[Opening DATA IN THIS EXERCISE section]
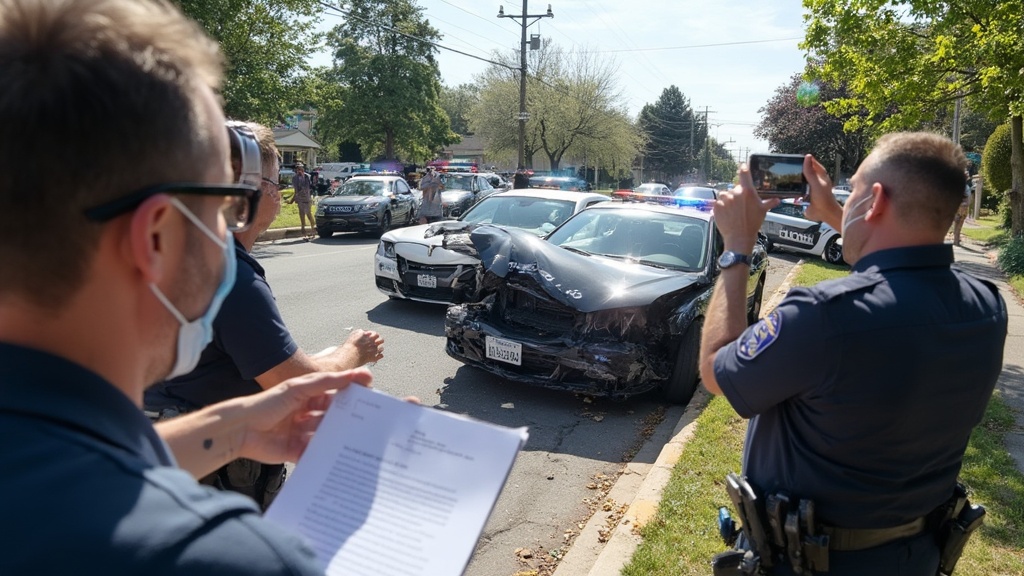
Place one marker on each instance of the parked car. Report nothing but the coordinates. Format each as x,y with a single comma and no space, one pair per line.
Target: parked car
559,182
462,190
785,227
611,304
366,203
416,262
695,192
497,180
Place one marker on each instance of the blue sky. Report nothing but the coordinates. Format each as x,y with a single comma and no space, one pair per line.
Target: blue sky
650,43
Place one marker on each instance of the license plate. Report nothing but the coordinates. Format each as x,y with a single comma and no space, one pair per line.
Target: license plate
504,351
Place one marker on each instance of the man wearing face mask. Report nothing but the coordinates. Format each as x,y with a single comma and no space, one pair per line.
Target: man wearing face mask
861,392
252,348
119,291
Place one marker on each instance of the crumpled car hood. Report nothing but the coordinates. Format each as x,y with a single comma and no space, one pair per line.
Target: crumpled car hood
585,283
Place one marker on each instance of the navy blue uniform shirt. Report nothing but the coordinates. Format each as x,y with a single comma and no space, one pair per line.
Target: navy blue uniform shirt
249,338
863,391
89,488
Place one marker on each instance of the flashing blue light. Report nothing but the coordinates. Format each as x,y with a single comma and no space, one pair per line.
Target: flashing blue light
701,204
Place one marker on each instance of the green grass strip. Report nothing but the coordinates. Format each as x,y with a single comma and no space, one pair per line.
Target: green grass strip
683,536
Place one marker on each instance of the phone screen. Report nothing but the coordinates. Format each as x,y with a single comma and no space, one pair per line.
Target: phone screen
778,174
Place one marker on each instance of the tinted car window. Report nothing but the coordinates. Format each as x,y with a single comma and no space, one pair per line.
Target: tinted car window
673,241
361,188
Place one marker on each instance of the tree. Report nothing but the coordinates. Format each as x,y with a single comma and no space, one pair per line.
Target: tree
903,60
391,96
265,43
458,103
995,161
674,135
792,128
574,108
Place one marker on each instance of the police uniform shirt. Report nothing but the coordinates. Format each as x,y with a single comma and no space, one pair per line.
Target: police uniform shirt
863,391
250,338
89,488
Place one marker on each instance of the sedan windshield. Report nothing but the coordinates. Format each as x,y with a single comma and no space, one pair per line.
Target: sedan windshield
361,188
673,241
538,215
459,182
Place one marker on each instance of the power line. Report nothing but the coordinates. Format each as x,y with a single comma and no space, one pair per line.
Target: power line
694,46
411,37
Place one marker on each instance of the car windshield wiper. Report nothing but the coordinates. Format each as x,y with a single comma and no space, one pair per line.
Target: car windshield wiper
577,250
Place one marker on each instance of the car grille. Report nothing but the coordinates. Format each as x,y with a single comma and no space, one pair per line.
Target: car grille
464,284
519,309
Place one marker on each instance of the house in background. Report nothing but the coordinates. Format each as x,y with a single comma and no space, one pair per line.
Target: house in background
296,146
[Closing DATA IN THIS EXERCISE section]
[Opening DATA IN THIS EXERCISE section]
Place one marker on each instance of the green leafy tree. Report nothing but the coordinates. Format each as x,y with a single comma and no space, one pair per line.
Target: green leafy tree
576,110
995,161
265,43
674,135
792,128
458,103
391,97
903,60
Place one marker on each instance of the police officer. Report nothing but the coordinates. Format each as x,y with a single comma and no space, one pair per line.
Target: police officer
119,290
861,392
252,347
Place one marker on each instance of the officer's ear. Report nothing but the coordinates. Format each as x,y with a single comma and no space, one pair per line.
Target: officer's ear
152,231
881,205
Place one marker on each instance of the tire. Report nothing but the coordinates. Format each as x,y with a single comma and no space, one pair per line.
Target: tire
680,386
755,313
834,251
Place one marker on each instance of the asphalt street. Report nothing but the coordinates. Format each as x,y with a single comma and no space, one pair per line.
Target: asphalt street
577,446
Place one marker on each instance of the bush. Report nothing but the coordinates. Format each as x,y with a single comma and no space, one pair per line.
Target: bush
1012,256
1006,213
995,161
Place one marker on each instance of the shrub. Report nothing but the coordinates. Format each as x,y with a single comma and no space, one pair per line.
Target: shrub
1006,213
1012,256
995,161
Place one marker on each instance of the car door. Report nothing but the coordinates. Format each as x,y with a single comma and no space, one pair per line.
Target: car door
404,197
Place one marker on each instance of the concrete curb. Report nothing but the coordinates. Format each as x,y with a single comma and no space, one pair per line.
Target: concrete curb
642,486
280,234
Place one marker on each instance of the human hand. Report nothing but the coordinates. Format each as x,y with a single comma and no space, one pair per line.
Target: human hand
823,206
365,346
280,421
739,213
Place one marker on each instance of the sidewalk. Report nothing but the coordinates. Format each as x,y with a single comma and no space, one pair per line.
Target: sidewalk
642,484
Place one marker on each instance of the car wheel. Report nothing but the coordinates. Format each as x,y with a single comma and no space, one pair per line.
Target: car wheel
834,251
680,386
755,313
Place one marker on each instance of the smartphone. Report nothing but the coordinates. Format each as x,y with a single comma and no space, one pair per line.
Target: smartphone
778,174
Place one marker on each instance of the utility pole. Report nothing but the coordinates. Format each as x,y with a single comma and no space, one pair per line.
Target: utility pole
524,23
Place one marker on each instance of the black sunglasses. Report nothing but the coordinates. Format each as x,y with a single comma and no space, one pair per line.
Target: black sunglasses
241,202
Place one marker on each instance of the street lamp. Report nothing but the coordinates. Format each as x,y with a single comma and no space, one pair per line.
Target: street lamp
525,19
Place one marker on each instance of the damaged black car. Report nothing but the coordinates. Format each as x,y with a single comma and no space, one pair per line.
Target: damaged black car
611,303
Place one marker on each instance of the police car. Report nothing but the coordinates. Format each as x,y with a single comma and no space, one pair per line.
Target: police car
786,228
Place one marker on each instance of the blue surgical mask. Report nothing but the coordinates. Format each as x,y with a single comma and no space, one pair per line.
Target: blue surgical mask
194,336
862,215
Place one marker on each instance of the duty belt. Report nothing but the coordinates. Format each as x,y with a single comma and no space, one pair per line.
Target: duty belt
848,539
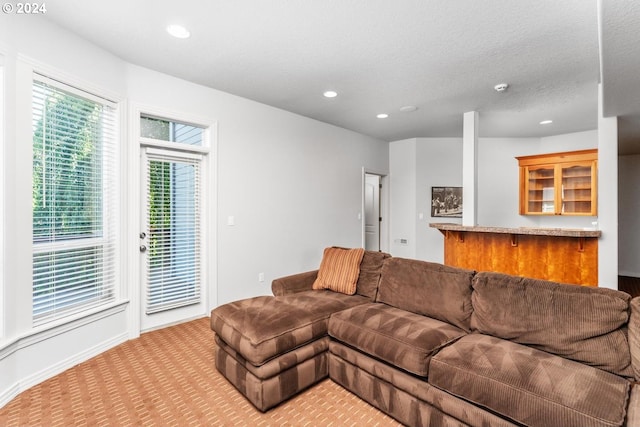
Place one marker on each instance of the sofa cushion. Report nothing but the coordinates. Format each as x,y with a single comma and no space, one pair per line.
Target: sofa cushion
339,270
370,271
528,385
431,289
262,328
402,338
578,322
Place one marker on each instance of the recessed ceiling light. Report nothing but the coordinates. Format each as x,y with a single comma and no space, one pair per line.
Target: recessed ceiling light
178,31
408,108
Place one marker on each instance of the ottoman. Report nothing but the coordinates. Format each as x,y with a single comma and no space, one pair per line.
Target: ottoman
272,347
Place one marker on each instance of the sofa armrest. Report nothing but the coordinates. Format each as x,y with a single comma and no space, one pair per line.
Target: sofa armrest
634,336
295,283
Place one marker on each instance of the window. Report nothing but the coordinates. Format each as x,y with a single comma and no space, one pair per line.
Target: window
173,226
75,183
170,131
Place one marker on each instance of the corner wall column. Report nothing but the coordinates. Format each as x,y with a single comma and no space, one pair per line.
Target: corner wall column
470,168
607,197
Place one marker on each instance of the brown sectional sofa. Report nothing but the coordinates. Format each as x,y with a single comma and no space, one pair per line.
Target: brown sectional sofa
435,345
[Closing DATA IN THIS EXERCISE section]
[Opening DATA IN THIS EXERCISE section]
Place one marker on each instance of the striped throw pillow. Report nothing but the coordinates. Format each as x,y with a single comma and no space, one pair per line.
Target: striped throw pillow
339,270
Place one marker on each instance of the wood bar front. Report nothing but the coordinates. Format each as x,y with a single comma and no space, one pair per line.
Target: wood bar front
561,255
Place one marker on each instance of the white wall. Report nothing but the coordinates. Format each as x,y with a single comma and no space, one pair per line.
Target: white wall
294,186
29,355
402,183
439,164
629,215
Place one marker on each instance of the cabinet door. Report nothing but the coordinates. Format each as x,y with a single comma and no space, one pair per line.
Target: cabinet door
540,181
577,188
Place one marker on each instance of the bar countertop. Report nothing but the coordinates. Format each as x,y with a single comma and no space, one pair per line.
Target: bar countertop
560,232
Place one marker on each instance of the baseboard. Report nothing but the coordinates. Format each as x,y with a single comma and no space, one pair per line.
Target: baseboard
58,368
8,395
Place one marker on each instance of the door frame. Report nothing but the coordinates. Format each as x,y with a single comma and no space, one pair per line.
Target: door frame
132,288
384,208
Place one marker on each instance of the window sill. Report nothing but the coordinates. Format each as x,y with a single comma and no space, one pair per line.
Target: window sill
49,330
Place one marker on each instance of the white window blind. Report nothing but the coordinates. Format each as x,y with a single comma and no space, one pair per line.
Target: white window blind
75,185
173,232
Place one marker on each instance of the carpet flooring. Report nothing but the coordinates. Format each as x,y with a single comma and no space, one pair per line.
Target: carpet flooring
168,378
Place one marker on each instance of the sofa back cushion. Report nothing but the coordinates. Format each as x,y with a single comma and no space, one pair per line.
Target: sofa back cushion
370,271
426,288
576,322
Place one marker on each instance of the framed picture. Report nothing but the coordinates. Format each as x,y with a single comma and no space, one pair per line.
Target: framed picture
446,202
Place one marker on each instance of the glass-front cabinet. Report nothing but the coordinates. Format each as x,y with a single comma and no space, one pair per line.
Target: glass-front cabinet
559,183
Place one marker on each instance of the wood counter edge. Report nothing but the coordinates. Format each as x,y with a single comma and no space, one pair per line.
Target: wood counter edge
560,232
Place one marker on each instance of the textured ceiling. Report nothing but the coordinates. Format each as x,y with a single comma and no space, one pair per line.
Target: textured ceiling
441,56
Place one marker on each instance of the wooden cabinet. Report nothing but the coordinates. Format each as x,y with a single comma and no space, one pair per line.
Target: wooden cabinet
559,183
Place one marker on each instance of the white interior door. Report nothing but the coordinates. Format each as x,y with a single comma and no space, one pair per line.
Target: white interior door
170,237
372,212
[Closing DATA IN THIS EXERCISE section]
• [ABOUT THIS TASK]:
From the entries above, restate word for word the lines from the line containing "Target: phone screen" to the line containing "Place one marker on each instance of the tree.", both ends included, and nothing more.

• [ANSWER SECTION]:
Target: phone screen
778,174
Place one marker on each instance of the tinted car window. Report nothing but the coordinates. Format each as x,y with a single comma and no space, one pair per line.
Target: tinted car window
673,241
361,188
Place one marker on each instance of the tree. Report nothing but the coordinates. Format each as x,y with a single comma and no space, one pair per line.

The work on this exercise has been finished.